> [Material supplied]:
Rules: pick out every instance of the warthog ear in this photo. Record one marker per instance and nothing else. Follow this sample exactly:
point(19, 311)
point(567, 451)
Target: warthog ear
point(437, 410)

> [Task goal]: The records above need to be duplicated. Keep every word unchanged.

> [Response to this task]:
Rules: pick out every instance of the warthog ear in this photo. Record one marker per instance and nothing else. Follow this sample exactly:
point(19, 311)
point(567, 451)
Target: warthog ear
point(437, 410)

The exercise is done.